** Start of The input **

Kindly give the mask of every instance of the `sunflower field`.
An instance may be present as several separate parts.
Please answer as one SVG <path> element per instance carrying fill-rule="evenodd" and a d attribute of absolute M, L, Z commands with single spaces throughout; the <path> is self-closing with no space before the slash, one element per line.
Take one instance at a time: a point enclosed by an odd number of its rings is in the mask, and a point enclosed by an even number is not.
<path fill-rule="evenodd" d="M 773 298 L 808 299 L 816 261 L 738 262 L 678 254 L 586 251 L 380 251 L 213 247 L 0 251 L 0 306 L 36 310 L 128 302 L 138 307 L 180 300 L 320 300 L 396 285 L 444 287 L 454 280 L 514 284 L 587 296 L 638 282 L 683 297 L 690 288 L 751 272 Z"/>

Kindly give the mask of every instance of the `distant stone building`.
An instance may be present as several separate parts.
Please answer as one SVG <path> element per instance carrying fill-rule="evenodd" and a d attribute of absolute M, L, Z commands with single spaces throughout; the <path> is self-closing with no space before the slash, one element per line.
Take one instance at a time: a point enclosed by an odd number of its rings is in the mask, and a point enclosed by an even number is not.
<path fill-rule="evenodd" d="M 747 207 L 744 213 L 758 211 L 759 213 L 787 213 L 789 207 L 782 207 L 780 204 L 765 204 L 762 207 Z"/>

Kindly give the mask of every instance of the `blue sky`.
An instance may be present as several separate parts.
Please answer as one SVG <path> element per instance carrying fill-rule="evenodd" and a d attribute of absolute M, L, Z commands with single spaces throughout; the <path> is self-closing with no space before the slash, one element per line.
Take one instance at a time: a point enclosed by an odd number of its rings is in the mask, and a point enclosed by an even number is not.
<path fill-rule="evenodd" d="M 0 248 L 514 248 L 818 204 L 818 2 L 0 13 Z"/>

** End of The input **
** Start of The input **

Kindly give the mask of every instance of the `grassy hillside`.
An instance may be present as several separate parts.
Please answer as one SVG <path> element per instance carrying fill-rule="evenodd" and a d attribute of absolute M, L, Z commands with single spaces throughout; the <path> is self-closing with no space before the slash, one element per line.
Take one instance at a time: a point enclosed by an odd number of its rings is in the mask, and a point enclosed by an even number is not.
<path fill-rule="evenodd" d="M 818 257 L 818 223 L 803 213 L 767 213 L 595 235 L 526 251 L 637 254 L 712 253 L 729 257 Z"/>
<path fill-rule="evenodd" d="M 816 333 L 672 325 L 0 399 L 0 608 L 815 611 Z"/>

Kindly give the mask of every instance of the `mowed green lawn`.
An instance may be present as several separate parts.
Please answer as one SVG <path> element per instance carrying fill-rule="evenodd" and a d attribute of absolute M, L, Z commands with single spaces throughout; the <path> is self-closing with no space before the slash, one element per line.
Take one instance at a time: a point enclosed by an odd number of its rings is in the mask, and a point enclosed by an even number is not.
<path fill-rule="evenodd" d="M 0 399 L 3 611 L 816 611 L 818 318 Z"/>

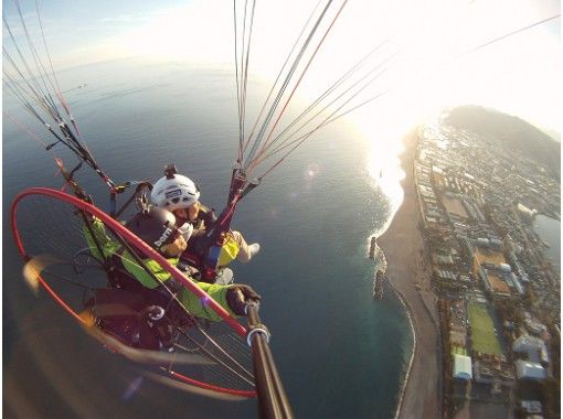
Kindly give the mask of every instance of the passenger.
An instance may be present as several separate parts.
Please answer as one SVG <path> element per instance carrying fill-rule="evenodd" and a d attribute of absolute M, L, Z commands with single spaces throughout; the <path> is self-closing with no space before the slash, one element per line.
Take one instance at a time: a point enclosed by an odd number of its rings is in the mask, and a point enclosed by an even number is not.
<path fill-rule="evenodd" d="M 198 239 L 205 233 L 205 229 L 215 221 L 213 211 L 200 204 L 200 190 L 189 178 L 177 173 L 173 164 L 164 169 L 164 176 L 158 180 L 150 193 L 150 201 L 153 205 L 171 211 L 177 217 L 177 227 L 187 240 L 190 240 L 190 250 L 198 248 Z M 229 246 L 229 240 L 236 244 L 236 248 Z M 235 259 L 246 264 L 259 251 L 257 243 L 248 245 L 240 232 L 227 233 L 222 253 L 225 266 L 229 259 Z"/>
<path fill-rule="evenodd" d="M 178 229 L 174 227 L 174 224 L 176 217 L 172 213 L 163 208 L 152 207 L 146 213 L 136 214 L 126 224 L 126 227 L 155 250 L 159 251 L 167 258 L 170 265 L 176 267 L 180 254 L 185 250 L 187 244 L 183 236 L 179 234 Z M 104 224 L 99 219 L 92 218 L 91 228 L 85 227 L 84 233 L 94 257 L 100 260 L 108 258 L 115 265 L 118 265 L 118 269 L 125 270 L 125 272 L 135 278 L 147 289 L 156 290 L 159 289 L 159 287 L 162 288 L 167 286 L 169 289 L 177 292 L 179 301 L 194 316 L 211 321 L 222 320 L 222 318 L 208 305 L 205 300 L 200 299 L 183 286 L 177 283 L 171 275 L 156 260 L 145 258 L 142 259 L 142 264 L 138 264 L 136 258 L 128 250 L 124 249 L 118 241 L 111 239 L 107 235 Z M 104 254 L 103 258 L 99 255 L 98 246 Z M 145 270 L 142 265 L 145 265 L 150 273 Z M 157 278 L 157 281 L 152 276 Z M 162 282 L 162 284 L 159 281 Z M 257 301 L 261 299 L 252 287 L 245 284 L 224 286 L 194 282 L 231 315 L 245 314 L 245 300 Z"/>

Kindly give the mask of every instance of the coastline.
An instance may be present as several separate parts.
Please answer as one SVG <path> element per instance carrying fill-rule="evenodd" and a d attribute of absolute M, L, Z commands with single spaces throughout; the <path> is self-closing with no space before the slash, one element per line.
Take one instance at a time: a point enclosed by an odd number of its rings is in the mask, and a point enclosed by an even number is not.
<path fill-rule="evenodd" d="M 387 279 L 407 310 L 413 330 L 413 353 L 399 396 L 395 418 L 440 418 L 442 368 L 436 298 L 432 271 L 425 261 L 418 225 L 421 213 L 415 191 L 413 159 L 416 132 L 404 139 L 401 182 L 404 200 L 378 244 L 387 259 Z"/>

** End of The input **

Given problem: Convert the part that opens with the line containing "Kindly give the mask of every instance of the coastline." and closes with the line containing "387 279 L 407" into a Markdown table with columns Row and Line, numbering each line and leaving out blank lines.

Solved exercise:
| Row | Line |
|---|---|
| 1 | Kindly give the mask of every instance of the coastline. |
| 2 | An instance may be present as several separate parts. |
| 3 | Please answer as one SVG <path> element per instance carrying fill-rule="evenodd" and a d attribute of absolute M, L, Z commands with single spaces throughout; the <path> is self-closing with no space before the slash, one element per line. |
| 4 | Take one instance at a time: a point enclosed by an odd number of its rings is in the mask, and a point enclosed by an even number is not. |
| 5 | <path fill-rule="evenodd" d="M 387 279 L 407 310 L 413 330 L 413 353 L 399 396 L 395 418 L 440 418 L 442 368 L 436 298 L 432 271 L 425 261 L 418 225 L 421 213 L 415 191 L 413 159 L 416 132 L 404 139 L 401 182 L 404 200 L 378 244 L 387 259 Z"/> |